[Dataset items]
════════

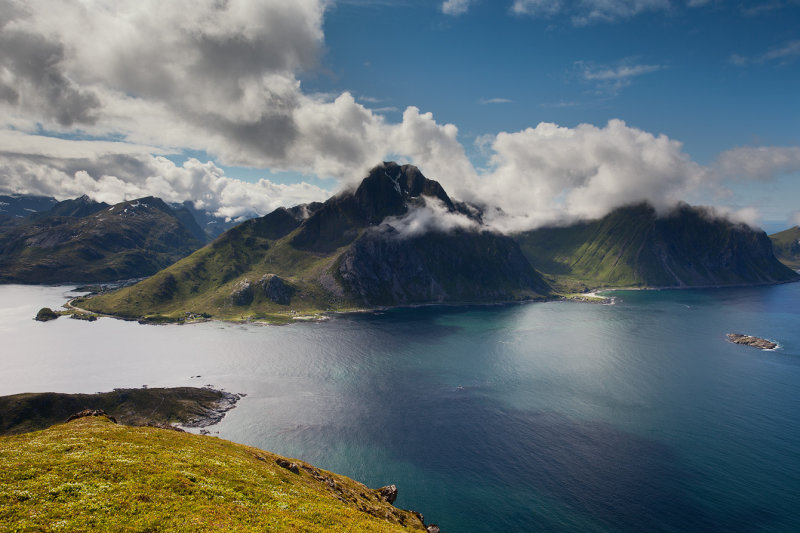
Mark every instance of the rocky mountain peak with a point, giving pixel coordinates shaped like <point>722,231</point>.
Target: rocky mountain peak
<point>389,188</point>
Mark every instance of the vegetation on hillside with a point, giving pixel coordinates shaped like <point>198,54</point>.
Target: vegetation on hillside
<point>633,247</point>
<point>85,241</point>
<point>93,475</point>
<point>787,246</point>
<point>188,406</point>
<point>325,257</point>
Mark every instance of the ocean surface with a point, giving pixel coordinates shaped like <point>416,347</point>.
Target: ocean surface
<point>637,416</point>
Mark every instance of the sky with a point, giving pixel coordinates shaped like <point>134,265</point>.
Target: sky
<point>551,111</point>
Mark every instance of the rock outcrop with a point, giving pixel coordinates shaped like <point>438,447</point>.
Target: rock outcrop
<point>749,340</point>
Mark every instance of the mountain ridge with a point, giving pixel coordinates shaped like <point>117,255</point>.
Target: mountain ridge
<point>322,253</point>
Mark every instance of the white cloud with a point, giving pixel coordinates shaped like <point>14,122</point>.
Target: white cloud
<point>432,216</point>
<point>485,101</point>
<point>612,79</point>
<point>584,12</point>
<point>551,174</point>
<point>110,176</point>
<point>222,77</point>
<point>455,7</point>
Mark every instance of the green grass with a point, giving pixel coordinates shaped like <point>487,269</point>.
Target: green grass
<point>93,475</point>
<point>204,281</point>
<point>787,246</point>
<point>20,413</point>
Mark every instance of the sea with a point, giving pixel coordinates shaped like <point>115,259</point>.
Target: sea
<point>556,416</point>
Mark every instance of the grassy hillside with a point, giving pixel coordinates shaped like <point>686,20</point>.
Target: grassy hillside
<point>787,246</point>
<point>94,475</point>
<point>83,241</point>
<point>287,263</point>
<point>632,246</point>
<point>189,406</point>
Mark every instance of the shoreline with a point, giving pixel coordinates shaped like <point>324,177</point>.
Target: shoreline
<point>592,296</point>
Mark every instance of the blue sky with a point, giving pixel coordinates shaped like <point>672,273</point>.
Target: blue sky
<point>704,77</point>
<point>552,111</point>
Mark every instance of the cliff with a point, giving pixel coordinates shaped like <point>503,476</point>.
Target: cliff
<point>632,246</point>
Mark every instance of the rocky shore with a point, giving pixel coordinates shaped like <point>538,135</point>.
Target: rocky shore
<point>185,406</point>
<point>749,340</point>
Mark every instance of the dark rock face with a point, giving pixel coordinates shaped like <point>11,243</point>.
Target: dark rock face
<point>388,190</point>
<point>276,289</point>
<point>381,268</point>
<point>388,493</point>
<point>755,342</point>
<point>632,245</point>
<point>288,465</point>
<point>272,287</point>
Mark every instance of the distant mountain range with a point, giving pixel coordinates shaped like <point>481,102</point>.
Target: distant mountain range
<point>787,246</point>
<point>399,239</point>
<point>633,247</point>
<point>343,254</point>
<point>85,241</point>
<point>46,241</point>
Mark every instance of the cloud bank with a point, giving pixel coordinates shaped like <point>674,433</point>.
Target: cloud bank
<point>222,77</point>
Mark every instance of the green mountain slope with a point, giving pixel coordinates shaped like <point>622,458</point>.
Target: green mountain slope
<point>339,255</point>
<point>93,475</point>
<point>85,241</point>
<point>787,246</point>
<point>631,246</point>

════════

Brief >> Return the records above verbatim, leaving out images.

Response area >>
Mark every instance of the rocky mountain peak with a point, giving pixel coordinates shaped like <point>722,231</point>.
Target: rocky mountain peak
<point>389,188</point>
Mark every instance of the vegetation on hillside with a point, giving pixel coordinates shaped like <point>198,54</point>.
Target: vegetation on hillside
<point>633,247</point>
<point>85,241</point>
<point>93,475</point>
<point>787,246</point>
<point>188,406</point>
<point>325,257</point>
Mark every instance of the ocean surface with a point, giving pixel coordinates shaped like <point>416,347</point>.
Target: ocean surface
<point>637,416</point>
Mark every instance of the sky with a point, giving pixel coordinates shaped like <point>134,265</point>.
Target: sky
<point>551,111</point>
Mark every instance of the rock outcrop with a point, giving pixel coordinates shaped like <point>438,447</point>.
Target: rock outcrop
<point>749,340</point>
Mark every instance of the mountain ridge with a point, giving pixel coordinates shaped like <point>117,255</point>.
Target: mountain ridge
<point>322,253</point>
Mark every instance of the white cloud with a point, giving pixel coordinates shaped like <point>14,122</point>.
Target: white cloud
<point>432,216</point>
<point>485,101</point>
<point>612,79</point>
<point>584,12</point>
<point>551,174</point>
<point>110,176</point>
<point>222,77</point>
<point>455,7</point>
Mark every instance of the green grass with a point, giving pixel coordinates shaped like <point>487,269</point>.
Target: green grass
<point>93,475</point>
<point>204,281</point>
<point>787,246</point>
<point>20,413</point>
Mark every instance of the sea with a point, giving pixel coordinates shaped like <point>115,259</point>.
Target: sea
<point>556,416</point>
Mark every instance of the grassy hillside with a point, giving pixel coordinates shaped like <point>686,20</point>.
Target: grassy hillside
<point>787,246</point>
<point>94,475</point>
<point>83,241</point>
<point>287,263</point>
<point>632,246</point>
<point>189,406</point>
Mark every instance of the shoreline with a point, giving pixel coordinates shaped like <point>324,177</point>.
Target: shoreline
<point>592,296</point>
Mark every instance of the blue sky with a point, giving pixel coordinates shaped like <point>672,273</point>.
Target: blue sky
<point>704,77</point>
<point>552,111</point>
Mark every instance of the cliff with a point, giving pixel coordinates shaped like <point>503,476</point>.
Target: cliff
<point>632,246</point>
Mark every instance of the rocky shore with a point, giving pixel coordinates shaped like <point>538,135</point>.
Target: rocky shore
<point>185,406</point>
<point>749,340</point>
Mark every instance of the dark rock face with a point, giving pixel coordinates shaped like <point>11,243</point>.
Target: dark rock face
<point>388,190</point>
<point>276,289</point>
<point>381,268</point>
<point>388,493</point>
<point>755,342</point>
<point>632,245</point>
<point>288,465</point>
<point>272,287</point>
Mark every instance of the distant mountain range with a point, giving pixel coordinates shaped like <point>481,102</point>.
Target: distant mountain range
<point>787,246</point>
<point>399,239</point>
<point>633,247</point>
<point>343,254</point>
<point>85,241</point>
<point>46,241</point>
Mark every instance of the cloud bank with a point, giving pixel coordinates shaped like <point>674,433</point>.
Target: cloud bank
<point>222,77</point>
Mark every instance of the green mountain slope with a point, giving pixel coordinates shaped like <point>622,458</point>.
Target: green mountain slope
<point>339,255</point>
<point>93,475</point>
<point>85,241</point>
<point>787,246</point>
<point>631,246</point>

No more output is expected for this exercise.